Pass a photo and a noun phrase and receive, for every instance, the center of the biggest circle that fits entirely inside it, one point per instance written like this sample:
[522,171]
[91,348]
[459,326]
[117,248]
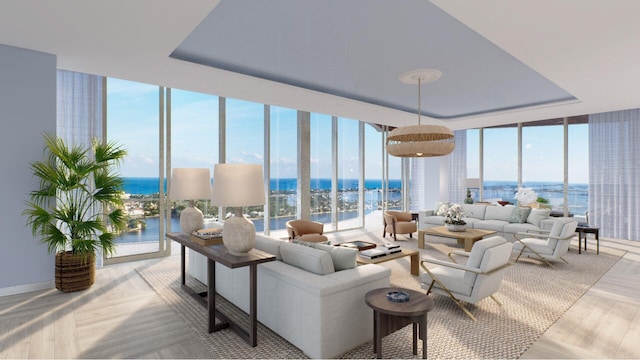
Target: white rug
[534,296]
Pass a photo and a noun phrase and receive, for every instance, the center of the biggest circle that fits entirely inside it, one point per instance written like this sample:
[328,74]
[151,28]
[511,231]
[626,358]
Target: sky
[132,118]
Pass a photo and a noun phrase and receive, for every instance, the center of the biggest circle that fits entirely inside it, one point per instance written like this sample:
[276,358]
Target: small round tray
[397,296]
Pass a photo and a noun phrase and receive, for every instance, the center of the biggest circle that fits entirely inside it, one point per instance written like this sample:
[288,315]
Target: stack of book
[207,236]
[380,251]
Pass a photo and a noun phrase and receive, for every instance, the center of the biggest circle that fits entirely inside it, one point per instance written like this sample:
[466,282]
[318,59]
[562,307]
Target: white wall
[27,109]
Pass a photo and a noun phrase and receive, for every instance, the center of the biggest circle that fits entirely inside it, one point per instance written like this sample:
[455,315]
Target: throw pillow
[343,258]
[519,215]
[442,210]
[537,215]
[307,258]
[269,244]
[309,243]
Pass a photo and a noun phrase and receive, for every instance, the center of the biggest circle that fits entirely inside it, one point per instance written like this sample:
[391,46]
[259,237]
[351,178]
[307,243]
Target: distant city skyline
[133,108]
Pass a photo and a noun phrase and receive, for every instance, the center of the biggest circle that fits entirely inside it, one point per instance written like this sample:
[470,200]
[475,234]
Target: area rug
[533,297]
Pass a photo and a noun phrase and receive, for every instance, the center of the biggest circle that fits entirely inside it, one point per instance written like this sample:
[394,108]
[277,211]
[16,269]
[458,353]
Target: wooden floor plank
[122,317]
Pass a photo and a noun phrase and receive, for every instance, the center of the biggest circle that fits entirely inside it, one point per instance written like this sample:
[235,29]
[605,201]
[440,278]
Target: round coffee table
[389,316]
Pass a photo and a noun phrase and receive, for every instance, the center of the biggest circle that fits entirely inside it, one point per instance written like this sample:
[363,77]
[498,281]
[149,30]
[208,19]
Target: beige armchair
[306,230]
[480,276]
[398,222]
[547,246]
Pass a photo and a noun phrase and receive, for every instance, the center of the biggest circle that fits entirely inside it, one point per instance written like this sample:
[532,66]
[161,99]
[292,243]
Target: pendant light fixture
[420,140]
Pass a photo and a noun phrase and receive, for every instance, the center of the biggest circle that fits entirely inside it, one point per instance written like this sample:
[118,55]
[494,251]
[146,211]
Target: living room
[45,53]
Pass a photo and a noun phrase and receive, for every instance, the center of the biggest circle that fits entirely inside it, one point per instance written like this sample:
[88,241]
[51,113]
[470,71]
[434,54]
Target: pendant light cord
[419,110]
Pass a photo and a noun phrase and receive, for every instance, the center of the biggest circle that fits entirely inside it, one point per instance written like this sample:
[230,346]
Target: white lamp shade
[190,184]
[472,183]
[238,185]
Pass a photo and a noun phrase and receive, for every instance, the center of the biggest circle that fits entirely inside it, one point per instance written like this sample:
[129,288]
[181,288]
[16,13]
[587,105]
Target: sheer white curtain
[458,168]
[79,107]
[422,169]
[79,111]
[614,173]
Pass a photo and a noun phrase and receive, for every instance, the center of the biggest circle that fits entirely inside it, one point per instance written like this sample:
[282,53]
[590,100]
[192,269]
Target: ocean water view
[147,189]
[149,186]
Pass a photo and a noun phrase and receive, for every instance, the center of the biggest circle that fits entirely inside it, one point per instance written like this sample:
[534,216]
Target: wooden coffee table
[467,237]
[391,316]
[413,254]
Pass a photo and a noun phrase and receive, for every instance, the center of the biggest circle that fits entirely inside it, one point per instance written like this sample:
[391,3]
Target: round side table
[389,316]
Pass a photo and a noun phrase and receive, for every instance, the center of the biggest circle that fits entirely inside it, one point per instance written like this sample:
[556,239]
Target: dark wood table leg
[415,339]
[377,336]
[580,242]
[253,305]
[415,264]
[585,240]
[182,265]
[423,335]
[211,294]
****************
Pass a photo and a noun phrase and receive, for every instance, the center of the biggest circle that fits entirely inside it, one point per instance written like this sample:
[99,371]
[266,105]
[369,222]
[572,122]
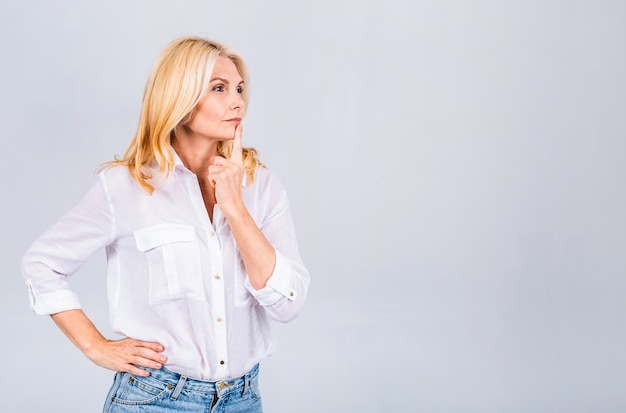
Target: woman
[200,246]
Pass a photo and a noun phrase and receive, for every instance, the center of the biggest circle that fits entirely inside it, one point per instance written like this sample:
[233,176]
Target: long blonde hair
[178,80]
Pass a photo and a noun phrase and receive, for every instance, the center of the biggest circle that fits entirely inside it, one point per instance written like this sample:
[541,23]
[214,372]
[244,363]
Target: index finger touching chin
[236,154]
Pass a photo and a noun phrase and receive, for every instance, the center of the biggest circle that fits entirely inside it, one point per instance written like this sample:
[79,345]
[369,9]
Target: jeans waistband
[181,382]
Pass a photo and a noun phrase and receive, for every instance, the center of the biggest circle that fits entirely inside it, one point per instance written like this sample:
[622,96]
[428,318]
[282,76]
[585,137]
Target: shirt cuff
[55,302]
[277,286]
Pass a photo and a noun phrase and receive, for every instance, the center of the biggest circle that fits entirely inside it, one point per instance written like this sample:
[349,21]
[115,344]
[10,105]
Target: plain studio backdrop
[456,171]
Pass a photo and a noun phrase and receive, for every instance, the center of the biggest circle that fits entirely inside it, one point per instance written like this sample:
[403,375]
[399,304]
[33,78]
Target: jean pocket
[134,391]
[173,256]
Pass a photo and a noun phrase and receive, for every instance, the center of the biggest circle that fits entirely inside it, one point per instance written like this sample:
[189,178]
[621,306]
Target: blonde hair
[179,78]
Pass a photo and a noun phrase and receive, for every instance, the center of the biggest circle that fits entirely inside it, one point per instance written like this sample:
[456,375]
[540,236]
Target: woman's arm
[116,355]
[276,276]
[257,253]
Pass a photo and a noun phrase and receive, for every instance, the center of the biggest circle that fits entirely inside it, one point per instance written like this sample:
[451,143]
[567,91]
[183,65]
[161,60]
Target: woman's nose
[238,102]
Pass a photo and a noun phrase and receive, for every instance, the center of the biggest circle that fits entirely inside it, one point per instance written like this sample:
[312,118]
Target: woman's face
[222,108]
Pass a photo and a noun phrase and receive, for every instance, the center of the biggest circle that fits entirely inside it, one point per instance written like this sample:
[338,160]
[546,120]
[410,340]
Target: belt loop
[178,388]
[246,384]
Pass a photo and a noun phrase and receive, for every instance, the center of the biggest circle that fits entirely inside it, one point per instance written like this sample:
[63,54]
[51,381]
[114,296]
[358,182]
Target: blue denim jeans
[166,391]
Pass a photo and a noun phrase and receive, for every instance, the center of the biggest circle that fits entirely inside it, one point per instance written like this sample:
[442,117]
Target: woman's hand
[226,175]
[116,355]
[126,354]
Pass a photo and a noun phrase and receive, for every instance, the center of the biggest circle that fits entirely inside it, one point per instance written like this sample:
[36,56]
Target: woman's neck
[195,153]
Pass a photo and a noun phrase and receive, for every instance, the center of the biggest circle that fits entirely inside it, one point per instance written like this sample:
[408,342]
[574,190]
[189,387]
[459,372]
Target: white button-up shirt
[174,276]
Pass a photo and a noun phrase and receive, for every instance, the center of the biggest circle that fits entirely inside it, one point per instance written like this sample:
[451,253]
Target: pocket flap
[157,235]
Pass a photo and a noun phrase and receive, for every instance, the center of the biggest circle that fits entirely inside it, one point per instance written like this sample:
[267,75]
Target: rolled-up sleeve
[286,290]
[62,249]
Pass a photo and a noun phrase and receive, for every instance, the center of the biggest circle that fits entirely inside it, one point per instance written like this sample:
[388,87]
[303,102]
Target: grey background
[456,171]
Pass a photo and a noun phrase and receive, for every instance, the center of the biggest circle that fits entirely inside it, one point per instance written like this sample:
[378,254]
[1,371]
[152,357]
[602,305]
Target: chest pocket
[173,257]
****************
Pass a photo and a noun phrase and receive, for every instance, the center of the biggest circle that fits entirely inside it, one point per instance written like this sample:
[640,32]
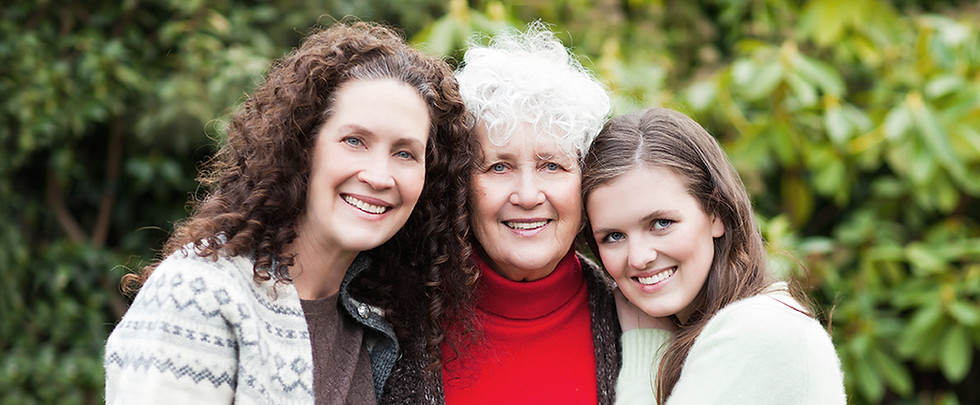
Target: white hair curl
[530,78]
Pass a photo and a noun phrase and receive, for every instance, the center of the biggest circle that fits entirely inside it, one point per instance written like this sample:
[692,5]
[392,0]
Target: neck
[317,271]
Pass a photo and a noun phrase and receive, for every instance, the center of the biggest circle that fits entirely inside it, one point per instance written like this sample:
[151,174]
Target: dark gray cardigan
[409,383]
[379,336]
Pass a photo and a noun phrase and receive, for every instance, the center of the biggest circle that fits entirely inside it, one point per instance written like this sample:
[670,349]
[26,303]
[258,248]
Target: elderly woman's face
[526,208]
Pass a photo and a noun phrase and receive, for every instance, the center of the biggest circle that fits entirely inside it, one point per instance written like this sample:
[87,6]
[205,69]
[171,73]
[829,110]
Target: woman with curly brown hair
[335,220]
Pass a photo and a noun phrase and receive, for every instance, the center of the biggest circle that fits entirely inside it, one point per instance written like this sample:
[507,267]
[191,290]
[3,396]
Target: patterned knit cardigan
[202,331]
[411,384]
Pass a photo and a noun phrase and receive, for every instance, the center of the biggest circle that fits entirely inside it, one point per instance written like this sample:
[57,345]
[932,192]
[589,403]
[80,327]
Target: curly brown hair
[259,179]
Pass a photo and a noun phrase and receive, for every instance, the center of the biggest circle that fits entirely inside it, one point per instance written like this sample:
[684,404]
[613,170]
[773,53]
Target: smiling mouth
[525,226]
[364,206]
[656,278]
****************
### Exercise details
Count how many lines of the material above contain the string "shirt". Reply with that number alone.

### Solution for this task
2